• TASK INPUTS:

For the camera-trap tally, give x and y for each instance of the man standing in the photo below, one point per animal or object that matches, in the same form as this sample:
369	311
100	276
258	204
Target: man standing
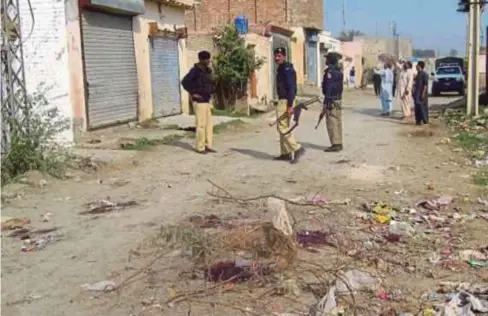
286	85
198	83
332	88
377	84
352	77
420	95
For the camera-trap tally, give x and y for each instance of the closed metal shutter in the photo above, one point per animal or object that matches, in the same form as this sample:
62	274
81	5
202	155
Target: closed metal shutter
110	68
165	76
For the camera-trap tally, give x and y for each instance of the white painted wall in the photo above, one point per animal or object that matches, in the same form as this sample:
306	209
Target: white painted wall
45	54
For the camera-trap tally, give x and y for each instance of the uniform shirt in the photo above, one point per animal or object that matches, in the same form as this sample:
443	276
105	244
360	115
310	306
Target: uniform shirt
421	81
332	85
199	81
286	83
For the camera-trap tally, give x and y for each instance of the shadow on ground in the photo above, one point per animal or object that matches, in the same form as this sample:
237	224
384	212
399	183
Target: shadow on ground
253	153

• GIVEN PROBLEM: Extract every line of the data above without changing a character, and leave the picture out.

• WRITTEN ANSWER:
For the camera-trap tally, give x and y for each instance of the man standing in the photo below, one point per animal or object that matches, in the same form as this sample:
369	311
100	276
258	204
Target: man standing
286	85
198	83
332	88
377	84
352	77
420	95
For the camera-trap tally, give x and y for each instance of the closed metal shutter in the photo above, one point per animal or object that matches, in the same form as this sample:
62	274
81	5
202	155
Target: closed metal shutter
110	68
165	76
For the camera-trap tally, give x and y for each instance of the white painted wall in the photo above, one point per animal or object that matches, in the same form as this sample:
306	209
Target: white painted wall
45	54
For the camera-trap tally, give x and y for each instance of the uniform shirt in the photo above, one point per animal or object that matches, in the same form as this sample:
443	276
105	244
360	115
310	306
Target: uniform shirt
421	81
332	85
199	81
286	83
For the camera-trap tally, give x and y for each instance of the shadow on ground in the photo above, one point per animal or object that matches, in the same form as this sample:
237	224
384	212
399	183
Target: shadow on ground
253	153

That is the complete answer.